### What to produce
The goal here is an exact copy of the entries below, without their pictures.

### Material to process
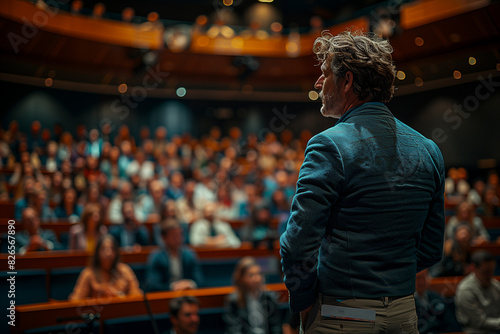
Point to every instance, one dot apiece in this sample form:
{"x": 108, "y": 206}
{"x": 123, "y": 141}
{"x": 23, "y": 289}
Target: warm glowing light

### Task result
Point to every instance, one dot apiece in this sample form:
{"x": 108, "y": 206}
{"x": 123, "y": 141}
{"x": 23, "y": 289}
Target: warm glowing light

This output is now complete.